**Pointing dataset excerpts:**

···

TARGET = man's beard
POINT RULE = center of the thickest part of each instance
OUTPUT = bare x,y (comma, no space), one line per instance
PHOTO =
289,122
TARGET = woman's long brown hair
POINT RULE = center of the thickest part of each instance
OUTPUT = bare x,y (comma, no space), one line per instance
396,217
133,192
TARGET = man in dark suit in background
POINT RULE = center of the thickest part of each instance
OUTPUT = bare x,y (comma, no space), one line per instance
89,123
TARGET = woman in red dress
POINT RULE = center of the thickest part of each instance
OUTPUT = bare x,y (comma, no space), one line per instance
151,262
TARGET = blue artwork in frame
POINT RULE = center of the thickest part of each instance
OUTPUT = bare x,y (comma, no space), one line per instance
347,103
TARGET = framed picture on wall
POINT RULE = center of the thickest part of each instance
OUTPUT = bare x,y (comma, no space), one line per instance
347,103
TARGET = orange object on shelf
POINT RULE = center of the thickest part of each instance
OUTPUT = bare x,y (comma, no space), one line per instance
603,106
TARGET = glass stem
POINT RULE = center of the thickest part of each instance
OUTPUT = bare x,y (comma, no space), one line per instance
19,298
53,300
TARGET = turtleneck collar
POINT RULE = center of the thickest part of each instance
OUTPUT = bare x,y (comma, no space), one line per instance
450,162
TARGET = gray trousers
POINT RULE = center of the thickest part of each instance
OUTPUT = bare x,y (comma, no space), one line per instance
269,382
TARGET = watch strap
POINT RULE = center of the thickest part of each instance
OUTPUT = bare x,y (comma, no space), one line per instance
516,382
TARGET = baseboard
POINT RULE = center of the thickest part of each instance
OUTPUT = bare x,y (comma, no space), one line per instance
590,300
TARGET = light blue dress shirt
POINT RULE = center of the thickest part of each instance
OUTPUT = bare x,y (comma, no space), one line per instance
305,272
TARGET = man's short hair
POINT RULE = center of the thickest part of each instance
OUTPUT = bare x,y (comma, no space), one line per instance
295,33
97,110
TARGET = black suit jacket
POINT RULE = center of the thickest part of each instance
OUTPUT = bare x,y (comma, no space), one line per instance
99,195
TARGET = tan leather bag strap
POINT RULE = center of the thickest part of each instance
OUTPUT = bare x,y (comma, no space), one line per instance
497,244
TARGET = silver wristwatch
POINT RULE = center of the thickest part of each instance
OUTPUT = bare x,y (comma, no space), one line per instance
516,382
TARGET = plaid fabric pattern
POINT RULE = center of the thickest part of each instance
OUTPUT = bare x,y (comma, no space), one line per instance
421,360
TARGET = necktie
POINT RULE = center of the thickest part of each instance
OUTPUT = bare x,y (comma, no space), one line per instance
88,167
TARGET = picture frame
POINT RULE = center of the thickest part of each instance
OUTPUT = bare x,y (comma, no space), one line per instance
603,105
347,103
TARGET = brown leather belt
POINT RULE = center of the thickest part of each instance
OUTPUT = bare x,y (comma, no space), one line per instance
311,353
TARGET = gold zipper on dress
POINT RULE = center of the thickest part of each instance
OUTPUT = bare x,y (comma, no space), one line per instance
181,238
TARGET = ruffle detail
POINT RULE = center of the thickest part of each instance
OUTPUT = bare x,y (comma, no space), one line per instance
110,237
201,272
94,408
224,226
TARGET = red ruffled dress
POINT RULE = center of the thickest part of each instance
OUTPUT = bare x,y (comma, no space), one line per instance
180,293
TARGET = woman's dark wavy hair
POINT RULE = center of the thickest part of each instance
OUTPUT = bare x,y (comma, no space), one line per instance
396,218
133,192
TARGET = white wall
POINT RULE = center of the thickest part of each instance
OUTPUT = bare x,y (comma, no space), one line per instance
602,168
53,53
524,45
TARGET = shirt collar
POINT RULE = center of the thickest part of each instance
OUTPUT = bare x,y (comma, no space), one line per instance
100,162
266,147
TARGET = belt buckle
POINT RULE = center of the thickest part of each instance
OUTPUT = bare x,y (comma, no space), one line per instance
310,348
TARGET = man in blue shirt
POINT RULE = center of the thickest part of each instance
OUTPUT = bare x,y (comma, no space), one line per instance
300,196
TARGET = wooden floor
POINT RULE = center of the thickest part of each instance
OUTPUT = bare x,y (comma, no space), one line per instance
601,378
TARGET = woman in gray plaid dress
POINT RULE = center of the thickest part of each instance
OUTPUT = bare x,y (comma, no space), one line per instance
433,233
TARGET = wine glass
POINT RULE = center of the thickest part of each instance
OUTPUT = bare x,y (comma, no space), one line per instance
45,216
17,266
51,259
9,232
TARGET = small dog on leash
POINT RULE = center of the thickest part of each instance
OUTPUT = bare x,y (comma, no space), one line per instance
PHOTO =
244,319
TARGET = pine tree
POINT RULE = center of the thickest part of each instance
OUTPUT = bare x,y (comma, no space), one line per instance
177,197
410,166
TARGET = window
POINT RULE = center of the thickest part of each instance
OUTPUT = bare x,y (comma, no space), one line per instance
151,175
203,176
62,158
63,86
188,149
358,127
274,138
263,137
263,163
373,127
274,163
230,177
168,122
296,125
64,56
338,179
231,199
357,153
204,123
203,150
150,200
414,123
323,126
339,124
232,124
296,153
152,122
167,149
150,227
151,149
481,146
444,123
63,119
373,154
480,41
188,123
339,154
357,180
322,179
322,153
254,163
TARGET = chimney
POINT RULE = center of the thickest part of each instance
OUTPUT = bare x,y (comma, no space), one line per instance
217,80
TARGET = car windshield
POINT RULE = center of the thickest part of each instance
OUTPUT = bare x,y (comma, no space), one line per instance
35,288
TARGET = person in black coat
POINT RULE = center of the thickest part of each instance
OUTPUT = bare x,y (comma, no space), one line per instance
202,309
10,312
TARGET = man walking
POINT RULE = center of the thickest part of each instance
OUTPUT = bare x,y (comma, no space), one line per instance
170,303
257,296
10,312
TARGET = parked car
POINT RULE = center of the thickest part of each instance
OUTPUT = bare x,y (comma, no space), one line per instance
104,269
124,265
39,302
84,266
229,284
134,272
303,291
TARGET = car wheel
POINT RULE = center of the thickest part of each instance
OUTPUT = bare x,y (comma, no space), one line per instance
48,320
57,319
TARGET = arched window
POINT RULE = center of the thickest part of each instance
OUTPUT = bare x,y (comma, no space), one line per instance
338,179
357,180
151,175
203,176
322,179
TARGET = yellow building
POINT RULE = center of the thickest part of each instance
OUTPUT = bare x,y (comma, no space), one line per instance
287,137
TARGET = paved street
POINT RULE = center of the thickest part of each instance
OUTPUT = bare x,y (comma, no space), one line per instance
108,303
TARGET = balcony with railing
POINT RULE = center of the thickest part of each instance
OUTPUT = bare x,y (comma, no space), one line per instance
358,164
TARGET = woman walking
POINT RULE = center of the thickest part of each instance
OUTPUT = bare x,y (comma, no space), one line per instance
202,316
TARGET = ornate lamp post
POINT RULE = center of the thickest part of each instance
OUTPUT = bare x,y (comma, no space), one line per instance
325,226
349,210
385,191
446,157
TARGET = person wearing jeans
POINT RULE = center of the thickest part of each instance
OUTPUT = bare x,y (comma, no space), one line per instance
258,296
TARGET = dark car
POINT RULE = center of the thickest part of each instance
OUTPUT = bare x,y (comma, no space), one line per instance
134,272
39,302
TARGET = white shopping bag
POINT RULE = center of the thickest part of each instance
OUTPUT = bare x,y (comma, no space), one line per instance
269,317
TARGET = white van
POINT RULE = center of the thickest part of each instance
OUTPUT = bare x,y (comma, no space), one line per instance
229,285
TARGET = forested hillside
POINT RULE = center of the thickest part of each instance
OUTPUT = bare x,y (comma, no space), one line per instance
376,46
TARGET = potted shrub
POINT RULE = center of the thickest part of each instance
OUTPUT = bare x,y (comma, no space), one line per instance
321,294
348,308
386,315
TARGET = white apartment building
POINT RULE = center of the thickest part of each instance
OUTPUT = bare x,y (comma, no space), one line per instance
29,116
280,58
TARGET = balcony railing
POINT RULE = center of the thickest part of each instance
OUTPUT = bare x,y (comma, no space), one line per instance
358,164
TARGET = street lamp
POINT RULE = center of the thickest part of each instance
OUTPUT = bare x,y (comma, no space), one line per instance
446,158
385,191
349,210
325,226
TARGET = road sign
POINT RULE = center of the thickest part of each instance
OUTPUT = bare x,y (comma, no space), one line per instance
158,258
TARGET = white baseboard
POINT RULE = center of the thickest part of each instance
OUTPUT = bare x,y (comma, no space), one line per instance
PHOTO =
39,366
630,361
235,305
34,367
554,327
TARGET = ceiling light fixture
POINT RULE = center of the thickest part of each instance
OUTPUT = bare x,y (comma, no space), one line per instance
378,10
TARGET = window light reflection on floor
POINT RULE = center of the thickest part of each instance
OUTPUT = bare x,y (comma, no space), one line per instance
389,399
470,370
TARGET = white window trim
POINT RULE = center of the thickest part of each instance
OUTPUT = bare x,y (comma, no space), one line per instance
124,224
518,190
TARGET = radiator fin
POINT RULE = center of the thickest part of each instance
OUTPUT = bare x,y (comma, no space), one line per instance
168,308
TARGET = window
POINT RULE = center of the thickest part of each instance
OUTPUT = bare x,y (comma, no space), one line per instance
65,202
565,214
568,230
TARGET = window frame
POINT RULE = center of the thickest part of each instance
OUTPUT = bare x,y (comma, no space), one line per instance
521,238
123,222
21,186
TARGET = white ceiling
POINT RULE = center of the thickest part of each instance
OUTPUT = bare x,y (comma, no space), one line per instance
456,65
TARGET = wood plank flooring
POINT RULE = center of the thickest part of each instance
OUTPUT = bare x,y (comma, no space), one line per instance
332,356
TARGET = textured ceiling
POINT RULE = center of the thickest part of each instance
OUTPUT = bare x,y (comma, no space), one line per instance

···

Take every line from the one containing "TARGET = balcony railing" to the end of the listing and output it exactly, with nothing else.

TARGET = balcony railing
POINT RULE = center of the thickest part of each instance
OUTPUT = bare x,y (comma, no space), one line per instance
358,164
TARGET = street lamp
POINT RULE = center of the thickest part of each instance
OUTPUT = bare x,y (comma, no space), one line per instance
446,158
385,191
349,210
325,226
TARGET = road sign
POINT RULE = center of the thickest part of each instance
OUTPUT = bare x,y (comma, no space), one line per instance
158,258
TARGET = white baseboard
POINT RULE = center of the thickest part of each instance
OUTPUT = bare x,y (comma, no space), one line per instance
PHOTO =
39,366
630,361
235,305
34,367
554,327
TARGET = ceiling light fixture
POINT RULE = center of the thickest part of each instance
OUTPUT = bare x,y (comma, no space), one line per instance
378,10
TARGET = window light reflection on floor
POINT RULE = center of the thickest part of each instance
OUTPUT = bare x,y (comma, no space), one line per instance
389,399
470,370
TARGET = white window trim
POINT RULE = center of the thickest part of each instance
OUTPUT = bare x,y (comma, no space), one line per instance
124,224
518,190
TARGET = radiator fin
POINT RULE = center of the thickest part of each instance
OUTPUT = bare x,y (comma, no space), one line per instance
168,308
TARGET = window
POINT RULE = center of the thickest part of each instance
OUTPUT = bare x,y (comma, no space), one line per instance
65,202
565,214
568,230
TARGET = window frame
POINT RULE = center of the thickest part of each instance
OUTPUT = bare x,y (comma, no space), one line per instance
521,238
123,222
21,186
TARGET = white ceiling
POINT RULE = center of the thickest part of each instance
OUTPUT = bare x,y (comma, no space), one line per instance
456,65
TARGET = wood plank flooring
POINT RULE = center of the thickest part of each instance
OUTPUT = bare x,y (comma, no space), one line per instance
332,356
TARGET = textured ceiling
POINT RULE = center of the thickest part of each instance
OUTPUT = bare x,y (comma, no space), one line per instance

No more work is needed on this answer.